**WHAT YOU HAVE TO DO**.
Once the pictures have been removed, repeat the remainder of the records exactly.

Segment Open

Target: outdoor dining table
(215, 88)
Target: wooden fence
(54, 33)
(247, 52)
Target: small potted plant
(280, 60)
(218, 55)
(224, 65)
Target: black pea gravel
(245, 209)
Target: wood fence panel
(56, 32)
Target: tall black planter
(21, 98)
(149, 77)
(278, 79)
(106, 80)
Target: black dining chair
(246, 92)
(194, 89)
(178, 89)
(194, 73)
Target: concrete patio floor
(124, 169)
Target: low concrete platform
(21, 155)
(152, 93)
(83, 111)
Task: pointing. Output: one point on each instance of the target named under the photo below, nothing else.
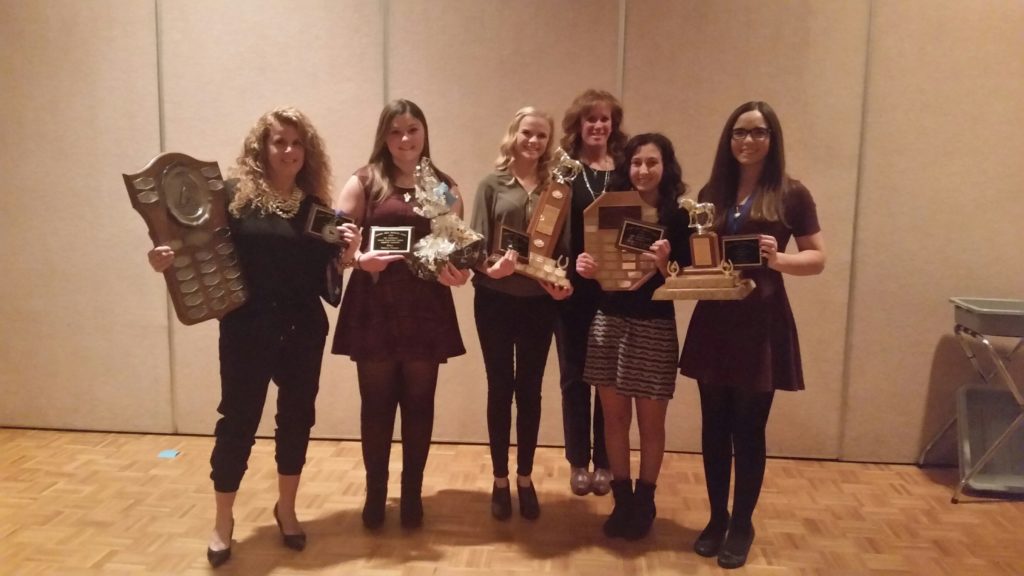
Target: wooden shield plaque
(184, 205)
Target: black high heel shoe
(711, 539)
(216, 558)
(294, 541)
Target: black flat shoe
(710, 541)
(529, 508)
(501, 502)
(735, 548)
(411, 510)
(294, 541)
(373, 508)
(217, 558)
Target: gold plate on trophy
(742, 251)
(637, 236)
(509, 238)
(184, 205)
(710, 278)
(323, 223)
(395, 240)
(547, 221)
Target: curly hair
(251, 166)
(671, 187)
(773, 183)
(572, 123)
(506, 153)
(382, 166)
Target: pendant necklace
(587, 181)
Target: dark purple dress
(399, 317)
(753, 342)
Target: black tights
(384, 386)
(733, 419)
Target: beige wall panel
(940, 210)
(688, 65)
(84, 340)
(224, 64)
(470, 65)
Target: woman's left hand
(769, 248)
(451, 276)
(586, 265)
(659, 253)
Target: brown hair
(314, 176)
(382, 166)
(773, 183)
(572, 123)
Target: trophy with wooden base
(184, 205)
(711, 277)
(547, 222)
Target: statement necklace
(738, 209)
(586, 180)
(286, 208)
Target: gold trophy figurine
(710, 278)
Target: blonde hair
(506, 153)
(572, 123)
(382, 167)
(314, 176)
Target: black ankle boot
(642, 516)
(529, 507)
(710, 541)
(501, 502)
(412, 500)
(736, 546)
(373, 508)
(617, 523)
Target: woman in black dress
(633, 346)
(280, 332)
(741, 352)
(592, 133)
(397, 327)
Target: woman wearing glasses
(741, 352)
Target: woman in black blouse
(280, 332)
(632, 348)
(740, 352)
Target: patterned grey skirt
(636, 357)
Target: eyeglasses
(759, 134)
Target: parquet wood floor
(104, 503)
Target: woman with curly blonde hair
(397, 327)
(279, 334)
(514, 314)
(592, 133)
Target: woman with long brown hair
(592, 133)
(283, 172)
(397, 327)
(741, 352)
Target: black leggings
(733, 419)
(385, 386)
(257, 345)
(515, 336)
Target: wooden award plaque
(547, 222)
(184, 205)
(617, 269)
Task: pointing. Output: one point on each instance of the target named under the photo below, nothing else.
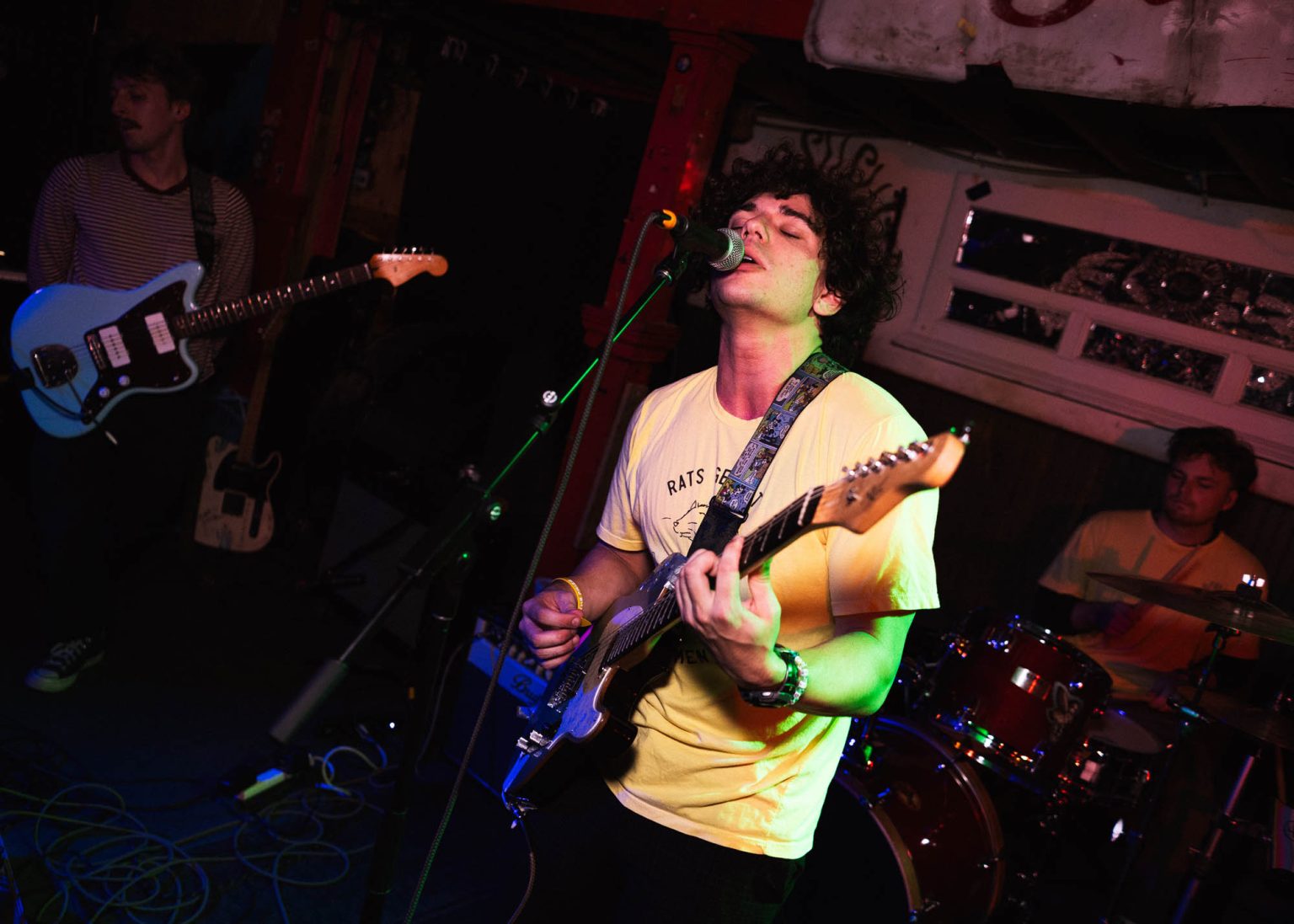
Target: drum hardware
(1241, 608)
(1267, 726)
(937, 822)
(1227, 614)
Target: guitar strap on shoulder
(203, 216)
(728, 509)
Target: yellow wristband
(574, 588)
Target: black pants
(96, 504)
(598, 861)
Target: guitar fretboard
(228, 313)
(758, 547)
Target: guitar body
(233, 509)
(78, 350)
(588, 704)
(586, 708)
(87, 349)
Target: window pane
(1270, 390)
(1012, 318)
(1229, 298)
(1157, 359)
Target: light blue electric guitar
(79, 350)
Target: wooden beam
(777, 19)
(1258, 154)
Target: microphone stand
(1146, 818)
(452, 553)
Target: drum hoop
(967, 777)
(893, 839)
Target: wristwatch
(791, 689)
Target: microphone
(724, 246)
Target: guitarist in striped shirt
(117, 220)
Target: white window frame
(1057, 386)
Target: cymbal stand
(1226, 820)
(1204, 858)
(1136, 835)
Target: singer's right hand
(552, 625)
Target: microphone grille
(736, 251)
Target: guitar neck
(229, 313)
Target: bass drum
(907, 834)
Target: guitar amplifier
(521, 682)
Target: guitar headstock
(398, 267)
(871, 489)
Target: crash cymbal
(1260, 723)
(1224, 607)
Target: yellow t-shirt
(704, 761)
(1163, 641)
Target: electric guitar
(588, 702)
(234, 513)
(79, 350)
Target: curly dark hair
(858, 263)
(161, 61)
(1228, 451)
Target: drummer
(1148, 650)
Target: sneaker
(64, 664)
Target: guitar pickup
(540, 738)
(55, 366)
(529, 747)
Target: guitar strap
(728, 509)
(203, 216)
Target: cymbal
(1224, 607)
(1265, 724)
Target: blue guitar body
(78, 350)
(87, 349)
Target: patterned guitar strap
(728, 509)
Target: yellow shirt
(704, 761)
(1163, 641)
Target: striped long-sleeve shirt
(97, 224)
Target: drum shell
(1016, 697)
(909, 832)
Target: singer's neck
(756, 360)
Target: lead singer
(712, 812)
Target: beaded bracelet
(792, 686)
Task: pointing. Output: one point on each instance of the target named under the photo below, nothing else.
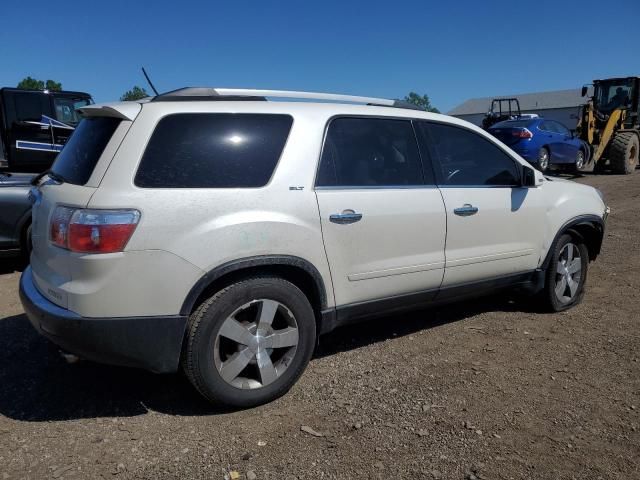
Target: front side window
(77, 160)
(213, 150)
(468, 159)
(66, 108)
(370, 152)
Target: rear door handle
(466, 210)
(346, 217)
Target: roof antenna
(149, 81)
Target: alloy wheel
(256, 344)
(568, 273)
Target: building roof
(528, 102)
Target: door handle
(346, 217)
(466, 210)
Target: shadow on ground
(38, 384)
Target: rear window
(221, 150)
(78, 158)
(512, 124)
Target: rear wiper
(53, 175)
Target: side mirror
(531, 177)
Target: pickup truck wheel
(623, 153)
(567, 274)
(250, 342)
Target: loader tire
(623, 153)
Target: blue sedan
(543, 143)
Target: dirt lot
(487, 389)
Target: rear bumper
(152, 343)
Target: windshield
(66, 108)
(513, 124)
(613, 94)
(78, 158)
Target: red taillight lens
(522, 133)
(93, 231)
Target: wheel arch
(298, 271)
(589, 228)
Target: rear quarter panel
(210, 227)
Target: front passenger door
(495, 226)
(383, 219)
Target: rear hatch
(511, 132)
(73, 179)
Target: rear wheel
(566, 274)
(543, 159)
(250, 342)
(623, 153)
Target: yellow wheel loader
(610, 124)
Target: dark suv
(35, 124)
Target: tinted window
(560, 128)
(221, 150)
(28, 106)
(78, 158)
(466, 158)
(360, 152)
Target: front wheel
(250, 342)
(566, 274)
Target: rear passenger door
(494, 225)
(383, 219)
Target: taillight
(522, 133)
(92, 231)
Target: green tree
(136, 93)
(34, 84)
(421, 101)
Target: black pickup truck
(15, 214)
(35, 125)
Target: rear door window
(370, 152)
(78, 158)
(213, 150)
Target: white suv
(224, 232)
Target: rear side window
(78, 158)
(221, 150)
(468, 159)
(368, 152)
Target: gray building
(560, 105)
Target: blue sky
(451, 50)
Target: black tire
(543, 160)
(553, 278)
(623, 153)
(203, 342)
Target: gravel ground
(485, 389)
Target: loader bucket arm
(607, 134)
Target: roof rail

Segment Closed

**RESPONSE TO THIS EXERCISE**.
Target: outdoor dining table
(215, 88)
Target: wooden fence
(54, 33)
(247, 52)
Target: small potted plant
(280, 60)
(218, 55)
(224, 65)
Target: black pea gravel
(245, 209)
Target: wood fence panel
(56, 32)
Target: tall black planter
(21, 98)
(149, 77)
(278, 79)
(106, 80)
Target: black dining chair
(246, 92)
(194, 89)
(178, 89)
(194, 73)
Target: concrete patio floor
(124, 169)
Target: low concrete platform
(21, 155)
(152, 93)
(83, 111)
Task: pointing. Output: one point on each instance of the target named under the photo below, nothing else.
Target: wooden shield plaque
(184, 205)
Target: black high heel shoe
(711, 539)
(216, 558)
(294, 541)
Target: black flat shoe
(710, 541)
(529, 508)
(501, 502)
(735, 548)
(411, 510)
(294, 541)
(373, 508)
(217, 558)
Target: gold plate on trophy
(742, 251)
(637, 236)
(509, 238)
(184, 205)
(710, 278)
(323, 223)
(395, 240)
(547, 221)
Target: curly hair
(251, 166)
(671, 187)
(773, 183)
(572, 123)
(506, 153)
(382, 166)
Target: pendant necklace
(587, 181)
Target: dark purple dress
(399, 317)
(753, 342)
Target: black tights
(384, 386)
(733, 419)
Target: beige wall panel
(940, 210)
(688, 65)
(84, 340)
(224, 64)
(470, 65)
Target: woman's left hand
(769, 248)
(451, 276)
(586, 265)
(659, 253)
Target: brown hair
(314, 176)
(382, 166)
(773, 183)
(572, 123)
Target: trophy with wooden base
(184, 205)
(711, 277)
(547, 222)
Target: statement necklace
(738, 209)
(586, 180)
(286, 208)
Target: gold trophy figurine
(710, 278)
Target: blonde hair
(506, 153)
(572, 123)
(382, 167)
(314, 176)
Target: black ankle boot
(642, 516)
(529, 507)
(710, 541)
(501, 502)
(412, 500)
(736, 546)
(373, 508)
(617, 523)
Target: woman in black dress
(633, 346)
(280, 332)
(741, 352)
(592, 133)
(397, 327)
Target: woman wearing glasses
(741, 352)
Target: woman in black blouse
(280, 332)
(632, 348)
(740, 352)
Target: patterned grey skirt
(636, 357)
Target: eyeglasses
(759, 134)
Target: parquet wood floor
(104, 503)
Target: woman with curly blonde hair
(397, 327)
(279, 334)
(514, 314)
(592, 133)
Target: woman with long brown hair
(592, 133)
(283, 172)
(397, 327)
(741, 352)
Target: black leggings
(733, 419)
(385, 386)
(257, 345)
(515, 336)
Target: wooden award plaque
(547, 222)
(184, 205)
(617, 269)
Task: pointing. Output: one point on each instance of the target named under the photo below, nothing else.
Target: drum hardware
(1241, 608)
(1267, 726)
(937, 822)
(1227, 614)
Target: guitar strap on shoulder
(203, 216)
(728, 509)
Target: yellow wristband
(574, 588)
Target: black pants
(96, 504)
(598, 861)
Target: guitar fretboard
(228, 313)
(758, 547)
Target: guitar body
(233, 509)
(78, 350)
(588, 704)
(586, 708)
(87, 349)
Target: window pane
(1270, 390)
(1012, 318)
(1229, 298)
(1157, 359)
Target: light blue electric guitar
(79, 350)
Target: wooden beam
(777, 19)
(1258, 154)
Target: microphone stand
(1146, 818)
(452, 553)
Target: drum hoop
(967, 777)
(893, 839)
Target: wristwatch
(791, 689)
Target: microphone
(724, 246)
Target: guitarist in striped shirt
(117, 220)
Target: white window frame
(1057, 386)
Target: cymbal stand
(1226, 820)
(1204, 858)
(1136, 835)
Target: singer's right hand
(552, 625)
Target: microphone grille
(736, 251)
Target: guitar neck
(229, 313)
Target: bass drum
(907, 834)
Target: guitar amplifier
(521, 682)
Target: guitar headstock
(398, 267)
(871, 489)
Target: crash cymbal
(1260, 723)
(1224, 607)
Target: yellow t-shirt
(704, 761)
(1163, 641)
Target: electric guitar
(588, 702)
(234, 513)
(79, 350)
Target: curly dark hair
(858, 263)
(161, 61)
(1228, 451)
Target: drummer
(1148, 650)
Target: sneaker
(64, 664)
Target: guitar pickup
(540, 738)
(55, 366)
(529, 747)
Target: guitar strap
(728, 509)
(203, 216)
Target: cymbal
(1224, 607)
(1265, 724)
Target: blue guitar body
(78, 350)
(87, 349)
Target: patterned guitar strap
(728, 509)
Target: yellow shirt
(704, 761)
(1163, 641)
Target: striped long-sleeve shirt
(97, 224)
Target: drum shell
(1016, 697)
(909, 832)
Target: singer's neck
(756, 360)
Target: lead singer
(712, 812)
Target: beaded bracelet
(792, 686)
Task: pointing. Output: one point on each instance of the target named under the photo below, nothing else.
Target: front side window
(77, 160)
(213, 150)
(468, 159)
(66, 108)
(370, 152)
Target: rear door handle
(466, 210)
(346, 217)
Target: roof antenna
(149, 81)
Target: alloy wheel
(256, 344)
(568, 273)
Target: building roof
(528, 102)
Target: door handle
(346, 217)
(466, 210)
Target: shadow on ground
(38, 384)
Target: rear window
(221, 150)
(78, 158)
(512, 124)
Target: rear wiper
(53, 175)
Target: side mirror
(531, 177)
Target: pickup truck wheel
(623, 153)
(567, 274)
(250, 342)
Target: loader tire
(623, 153)
Target: blue sedan
(543, 143)
Target: dirt lot
(487, 389)
Target: rear bumper
(152, 343)
Target: windshield
(66, 108)
(513, 124)
(613, 94)
(78, 158)
Target: red taillight lens
(522, 133)
(93, 231)
Target: wheel arch
(298, 271)
(589, 228)
Target: rear quarter panel
(210, 227)
Target: front passenger door
(495, 226)
(383, 219)
Target: rear hatch
(511, 132)
(73, 179)
Target: rear wheel
(566, 274)
(543, 159)
(250, 342)
(623, 153)
Target: yellow wheel loader
(610, 124)
Target: dark suv
(35, 124)
Target: tinted window
(560, 128)
(221, 150)
(28, 106)
(78, 158)
(466, 158)
(360, 152)
Target: front wheel
(250, 342)
(566, 274)
Target: rear passenger door
(494, 225)
(383, 219)
Target: taillight
(522, 133)
(92, 231)
Target: green tree
(136, 93)
(34, 84)
(421, 101)
Target: black pickup truck
(15, 214)
(35, 125)
Target: rear door window
(370, 152)
(78, 158)
(213, 150)
Target: white suv
(224, 232)
Target: rear side window
(78, 158)
(221, 150)
(468, 159)
(368, 152)
Target: gray building
(560, 105)
Target: blue sky
(451, 50)
Target: black tire
(543, 160)
(553, 278)
(623, 153)
(203, 342)
Target: gravel ground
(485, 389)
Target: loader bucket arm
(607, 134)
Target: roof rail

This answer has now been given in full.